┏━━

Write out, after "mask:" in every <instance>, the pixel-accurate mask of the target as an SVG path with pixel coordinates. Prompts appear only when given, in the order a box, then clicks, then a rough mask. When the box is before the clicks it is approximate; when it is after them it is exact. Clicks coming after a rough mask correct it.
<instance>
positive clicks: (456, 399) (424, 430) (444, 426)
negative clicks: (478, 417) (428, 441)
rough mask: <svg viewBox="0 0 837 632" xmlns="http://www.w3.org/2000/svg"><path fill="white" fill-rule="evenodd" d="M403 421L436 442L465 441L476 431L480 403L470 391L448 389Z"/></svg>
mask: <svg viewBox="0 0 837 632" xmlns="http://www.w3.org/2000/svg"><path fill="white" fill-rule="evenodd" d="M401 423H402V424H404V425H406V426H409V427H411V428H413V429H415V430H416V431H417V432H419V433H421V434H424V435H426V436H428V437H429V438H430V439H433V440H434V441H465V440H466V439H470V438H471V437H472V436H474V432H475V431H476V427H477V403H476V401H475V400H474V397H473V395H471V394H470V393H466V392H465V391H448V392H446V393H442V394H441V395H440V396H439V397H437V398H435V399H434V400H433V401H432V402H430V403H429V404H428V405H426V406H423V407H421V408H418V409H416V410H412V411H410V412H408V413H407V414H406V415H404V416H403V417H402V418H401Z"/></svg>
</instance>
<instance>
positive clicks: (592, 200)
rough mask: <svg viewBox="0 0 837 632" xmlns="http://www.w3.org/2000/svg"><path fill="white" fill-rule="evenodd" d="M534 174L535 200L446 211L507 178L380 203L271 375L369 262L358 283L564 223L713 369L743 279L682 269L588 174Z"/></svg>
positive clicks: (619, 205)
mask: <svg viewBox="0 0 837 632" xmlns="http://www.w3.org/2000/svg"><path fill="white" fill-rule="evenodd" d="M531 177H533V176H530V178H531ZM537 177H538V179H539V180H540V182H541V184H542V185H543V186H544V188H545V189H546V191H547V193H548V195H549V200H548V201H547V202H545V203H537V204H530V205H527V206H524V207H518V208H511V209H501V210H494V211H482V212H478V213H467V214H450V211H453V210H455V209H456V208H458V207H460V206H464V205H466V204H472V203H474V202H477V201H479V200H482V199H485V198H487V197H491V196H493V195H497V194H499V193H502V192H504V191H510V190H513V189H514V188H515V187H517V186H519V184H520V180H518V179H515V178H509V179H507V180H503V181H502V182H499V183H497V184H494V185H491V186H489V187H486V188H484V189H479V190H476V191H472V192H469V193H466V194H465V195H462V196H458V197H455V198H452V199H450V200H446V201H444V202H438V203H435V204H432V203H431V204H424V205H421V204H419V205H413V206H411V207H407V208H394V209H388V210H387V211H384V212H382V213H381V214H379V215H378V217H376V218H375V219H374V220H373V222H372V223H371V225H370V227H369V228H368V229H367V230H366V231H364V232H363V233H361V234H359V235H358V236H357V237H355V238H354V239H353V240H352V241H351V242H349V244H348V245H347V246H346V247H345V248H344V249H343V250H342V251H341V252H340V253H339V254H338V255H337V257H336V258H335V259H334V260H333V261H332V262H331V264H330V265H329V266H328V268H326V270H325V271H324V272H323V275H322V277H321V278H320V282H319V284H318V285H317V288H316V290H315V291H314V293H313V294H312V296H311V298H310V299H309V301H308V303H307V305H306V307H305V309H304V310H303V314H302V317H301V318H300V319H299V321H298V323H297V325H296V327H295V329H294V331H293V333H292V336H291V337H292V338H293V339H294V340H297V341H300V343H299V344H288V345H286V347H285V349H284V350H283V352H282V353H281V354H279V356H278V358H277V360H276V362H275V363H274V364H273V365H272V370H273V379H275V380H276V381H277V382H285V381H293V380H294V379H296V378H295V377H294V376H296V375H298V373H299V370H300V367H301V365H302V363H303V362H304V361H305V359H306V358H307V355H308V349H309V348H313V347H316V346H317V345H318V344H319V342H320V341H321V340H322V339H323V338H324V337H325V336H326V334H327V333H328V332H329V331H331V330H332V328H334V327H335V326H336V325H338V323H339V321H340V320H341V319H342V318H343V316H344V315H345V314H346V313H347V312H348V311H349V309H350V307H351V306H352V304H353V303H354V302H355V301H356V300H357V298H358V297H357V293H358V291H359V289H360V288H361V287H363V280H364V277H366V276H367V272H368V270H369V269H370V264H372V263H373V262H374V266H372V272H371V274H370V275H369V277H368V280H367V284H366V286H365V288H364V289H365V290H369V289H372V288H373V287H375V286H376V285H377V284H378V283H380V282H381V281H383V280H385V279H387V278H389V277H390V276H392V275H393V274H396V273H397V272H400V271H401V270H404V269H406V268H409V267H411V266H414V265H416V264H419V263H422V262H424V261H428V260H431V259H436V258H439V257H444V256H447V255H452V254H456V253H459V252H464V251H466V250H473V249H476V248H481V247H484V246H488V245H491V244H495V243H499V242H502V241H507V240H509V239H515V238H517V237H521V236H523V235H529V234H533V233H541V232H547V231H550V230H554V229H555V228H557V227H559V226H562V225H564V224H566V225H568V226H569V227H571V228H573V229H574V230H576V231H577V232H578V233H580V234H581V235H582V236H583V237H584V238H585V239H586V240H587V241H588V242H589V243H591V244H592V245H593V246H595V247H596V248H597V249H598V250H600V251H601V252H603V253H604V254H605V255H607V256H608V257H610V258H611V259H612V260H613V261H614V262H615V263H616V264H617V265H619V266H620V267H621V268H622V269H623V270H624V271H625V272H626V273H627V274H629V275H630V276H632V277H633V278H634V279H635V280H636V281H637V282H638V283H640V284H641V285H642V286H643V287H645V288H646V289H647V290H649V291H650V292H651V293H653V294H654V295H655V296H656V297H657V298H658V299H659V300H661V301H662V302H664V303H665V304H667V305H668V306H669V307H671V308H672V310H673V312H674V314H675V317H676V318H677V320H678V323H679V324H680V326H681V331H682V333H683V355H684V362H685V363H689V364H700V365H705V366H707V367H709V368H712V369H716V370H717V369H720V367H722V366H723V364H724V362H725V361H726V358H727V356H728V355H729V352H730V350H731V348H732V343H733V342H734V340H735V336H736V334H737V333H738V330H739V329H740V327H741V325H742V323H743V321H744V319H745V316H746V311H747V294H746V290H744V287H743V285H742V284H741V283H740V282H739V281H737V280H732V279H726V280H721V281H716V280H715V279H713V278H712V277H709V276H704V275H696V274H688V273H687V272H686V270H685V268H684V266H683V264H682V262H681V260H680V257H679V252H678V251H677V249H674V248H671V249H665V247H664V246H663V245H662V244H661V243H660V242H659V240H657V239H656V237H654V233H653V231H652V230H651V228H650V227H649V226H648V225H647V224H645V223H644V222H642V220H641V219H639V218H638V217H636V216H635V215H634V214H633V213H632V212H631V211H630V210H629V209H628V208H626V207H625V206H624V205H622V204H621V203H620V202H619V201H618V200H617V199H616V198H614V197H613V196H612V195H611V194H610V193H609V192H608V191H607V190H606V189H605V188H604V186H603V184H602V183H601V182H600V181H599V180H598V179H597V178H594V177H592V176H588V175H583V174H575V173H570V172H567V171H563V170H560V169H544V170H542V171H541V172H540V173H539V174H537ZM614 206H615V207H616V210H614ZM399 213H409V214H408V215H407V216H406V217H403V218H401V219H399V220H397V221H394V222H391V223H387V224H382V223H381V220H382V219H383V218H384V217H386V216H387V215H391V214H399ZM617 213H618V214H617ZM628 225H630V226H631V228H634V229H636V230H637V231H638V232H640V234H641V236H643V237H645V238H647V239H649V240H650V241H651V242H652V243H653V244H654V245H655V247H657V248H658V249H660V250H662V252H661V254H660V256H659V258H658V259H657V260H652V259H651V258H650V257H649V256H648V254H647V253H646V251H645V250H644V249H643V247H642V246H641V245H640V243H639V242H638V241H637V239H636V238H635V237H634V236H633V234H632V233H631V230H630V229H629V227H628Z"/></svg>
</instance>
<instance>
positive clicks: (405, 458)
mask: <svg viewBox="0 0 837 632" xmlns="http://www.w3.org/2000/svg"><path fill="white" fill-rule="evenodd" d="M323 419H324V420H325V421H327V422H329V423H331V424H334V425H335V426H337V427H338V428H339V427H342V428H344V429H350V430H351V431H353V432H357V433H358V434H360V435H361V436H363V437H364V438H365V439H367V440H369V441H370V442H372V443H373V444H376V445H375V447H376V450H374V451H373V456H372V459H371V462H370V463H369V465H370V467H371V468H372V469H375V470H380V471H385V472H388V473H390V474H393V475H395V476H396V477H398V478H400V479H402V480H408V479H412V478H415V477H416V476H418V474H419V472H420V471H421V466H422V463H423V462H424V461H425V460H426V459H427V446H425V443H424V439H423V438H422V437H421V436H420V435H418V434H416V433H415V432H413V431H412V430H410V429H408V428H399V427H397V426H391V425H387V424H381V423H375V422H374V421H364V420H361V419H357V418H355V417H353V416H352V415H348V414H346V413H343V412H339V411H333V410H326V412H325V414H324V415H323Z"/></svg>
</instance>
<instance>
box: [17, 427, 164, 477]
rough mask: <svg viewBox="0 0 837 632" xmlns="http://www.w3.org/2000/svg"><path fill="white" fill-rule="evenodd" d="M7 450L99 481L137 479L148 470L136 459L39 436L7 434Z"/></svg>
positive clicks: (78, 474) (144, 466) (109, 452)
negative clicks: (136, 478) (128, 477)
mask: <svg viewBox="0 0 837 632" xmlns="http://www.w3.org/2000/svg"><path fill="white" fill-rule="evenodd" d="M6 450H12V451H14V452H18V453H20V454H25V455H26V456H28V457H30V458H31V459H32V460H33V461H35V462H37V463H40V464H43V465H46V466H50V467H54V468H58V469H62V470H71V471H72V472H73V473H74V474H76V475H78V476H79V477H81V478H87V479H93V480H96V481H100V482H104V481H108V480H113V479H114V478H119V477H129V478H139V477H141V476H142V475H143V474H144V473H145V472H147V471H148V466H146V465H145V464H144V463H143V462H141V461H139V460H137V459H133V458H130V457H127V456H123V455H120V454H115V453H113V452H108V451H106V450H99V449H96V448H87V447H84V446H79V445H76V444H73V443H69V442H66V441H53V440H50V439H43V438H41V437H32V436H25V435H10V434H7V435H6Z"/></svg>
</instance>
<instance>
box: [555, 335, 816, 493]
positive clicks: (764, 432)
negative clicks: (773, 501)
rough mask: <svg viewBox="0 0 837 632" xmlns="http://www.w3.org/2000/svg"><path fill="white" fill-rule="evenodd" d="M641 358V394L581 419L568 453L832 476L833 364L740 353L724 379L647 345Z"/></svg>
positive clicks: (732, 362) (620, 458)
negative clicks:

┗━━

**WHAT TO DO:** List each line in the data above that contains the word "clicks".

**RESPONSE TO THE TASK:**
Write out, after "mask:" in every <instance>, the pixel-accurate mask of the target as an SVG path with pixel coordinates. Prompts appear only when given, in the order a box, then clicks, then a rough mask. When the box is before the clicks it is approximate; when it is after them it is exact. Clicks coming after a rough mask correct it.
positive clicks: (456, 399) (424, 430) (444, 426)
negative clicks: (478, 417) (428, 441)
positive clicks: (592, 200)
positive clicks: (619, 205)
positive clicks: (405, 458)
positive clicks: (78, 474) (144, 466) (109, 452)
negative clicks: (136, 478) (128, 477)
positive clicks: (764, 432)
negative clicks: (773, 501)
positive clicks: (732, 362) (620, 458)
negative clicks:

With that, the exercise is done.